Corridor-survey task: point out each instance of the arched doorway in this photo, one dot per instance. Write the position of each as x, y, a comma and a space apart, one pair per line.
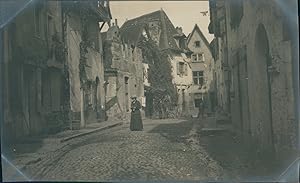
263, 100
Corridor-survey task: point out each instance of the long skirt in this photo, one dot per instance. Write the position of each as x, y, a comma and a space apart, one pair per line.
136, 123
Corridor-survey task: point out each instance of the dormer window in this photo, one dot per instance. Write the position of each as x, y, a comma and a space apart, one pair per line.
198, 57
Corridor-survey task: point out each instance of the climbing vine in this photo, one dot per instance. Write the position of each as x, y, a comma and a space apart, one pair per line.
160, 73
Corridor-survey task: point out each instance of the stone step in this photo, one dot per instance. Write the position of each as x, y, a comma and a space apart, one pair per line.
213, 131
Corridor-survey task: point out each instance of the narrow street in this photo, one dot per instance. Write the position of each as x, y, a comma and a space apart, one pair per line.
161, 152
166, 150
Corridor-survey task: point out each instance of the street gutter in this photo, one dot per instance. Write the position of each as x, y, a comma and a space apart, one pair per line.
90, 132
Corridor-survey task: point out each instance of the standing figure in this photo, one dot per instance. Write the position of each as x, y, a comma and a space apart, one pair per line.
136, 123
201, 109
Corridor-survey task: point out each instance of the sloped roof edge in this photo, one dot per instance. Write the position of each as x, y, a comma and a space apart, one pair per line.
196, 28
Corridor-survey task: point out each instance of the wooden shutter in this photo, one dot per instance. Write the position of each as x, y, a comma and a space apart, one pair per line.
185, 69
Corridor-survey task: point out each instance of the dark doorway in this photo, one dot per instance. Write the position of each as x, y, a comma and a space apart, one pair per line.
263, 101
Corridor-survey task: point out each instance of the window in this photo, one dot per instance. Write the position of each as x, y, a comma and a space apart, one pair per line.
37, 21
50, 28
181, 68
199, 57
198, 77
197, 102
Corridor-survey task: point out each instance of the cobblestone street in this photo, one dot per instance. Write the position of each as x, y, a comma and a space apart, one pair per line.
169, 149
160, 152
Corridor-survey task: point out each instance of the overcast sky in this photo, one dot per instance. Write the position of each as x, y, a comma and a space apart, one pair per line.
183, 14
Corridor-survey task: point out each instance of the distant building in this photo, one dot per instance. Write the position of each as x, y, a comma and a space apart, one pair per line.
123, 73
202, 65
259, 44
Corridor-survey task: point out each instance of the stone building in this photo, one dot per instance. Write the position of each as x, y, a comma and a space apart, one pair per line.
202, 65
33, 71
85, 59
157, 27
260, 48
123, 73
219, 51
41, 83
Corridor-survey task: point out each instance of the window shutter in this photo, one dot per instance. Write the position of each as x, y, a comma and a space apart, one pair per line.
185, 69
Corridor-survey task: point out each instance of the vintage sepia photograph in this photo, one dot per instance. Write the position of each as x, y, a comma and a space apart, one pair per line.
112, 91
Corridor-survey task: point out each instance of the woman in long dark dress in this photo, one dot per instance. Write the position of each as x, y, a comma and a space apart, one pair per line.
136, 123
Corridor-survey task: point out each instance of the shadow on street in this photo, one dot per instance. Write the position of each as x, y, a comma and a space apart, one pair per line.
174, 132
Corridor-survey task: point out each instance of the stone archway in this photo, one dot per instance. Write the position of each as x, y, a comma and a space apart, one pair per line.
263, 99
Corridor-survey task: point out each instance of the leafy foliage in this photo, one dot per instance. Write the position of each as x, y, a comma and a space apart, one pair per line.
160, 70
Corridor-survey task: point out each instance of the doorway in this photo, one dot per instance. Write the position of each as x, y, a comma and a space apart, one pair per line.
263, 100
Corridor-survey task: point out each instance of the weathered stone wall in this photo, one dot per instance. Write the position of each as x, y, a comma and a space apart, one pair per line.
126, 62
207, 67
73, 41
260, 17
29, 60
220, 80
93, 86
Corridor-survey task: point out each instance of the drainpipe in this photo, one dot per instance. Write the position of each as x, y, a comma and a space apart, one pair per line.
1, 86
82, 120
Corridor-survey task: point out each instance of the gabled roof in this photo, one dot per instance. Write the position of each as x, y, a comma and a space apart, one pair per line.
10, 9
197, 29
132, 29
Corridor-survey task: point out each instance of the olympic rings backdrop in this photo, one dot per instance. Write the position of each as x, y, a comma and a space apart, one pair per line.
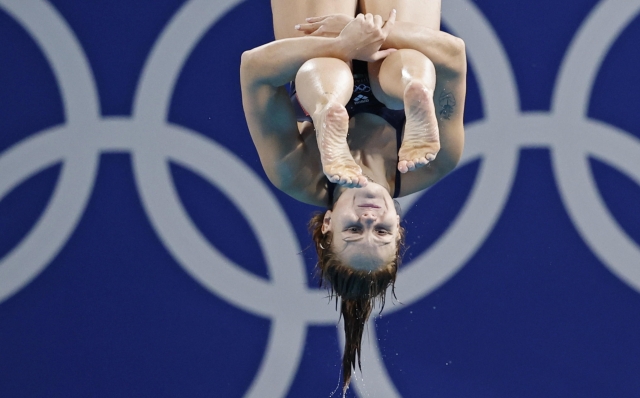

::::

**EXERCISE DETAILS**:
Report every line in the material above that contains the word "long". Copy each of those lines in full.

**WRITTEN ANSWER**:
Corridor-survey task: point out each instance of the long skirt in this photo, one dot per instance. Write the position of each as x, y, a comma and a space apart, one pair per line.
Corridor-survey task: point out each instance of the woman in long dark dress in this photo, one dot per instance. Write the position of each as x, y, a comma and a space apart, one pair per line.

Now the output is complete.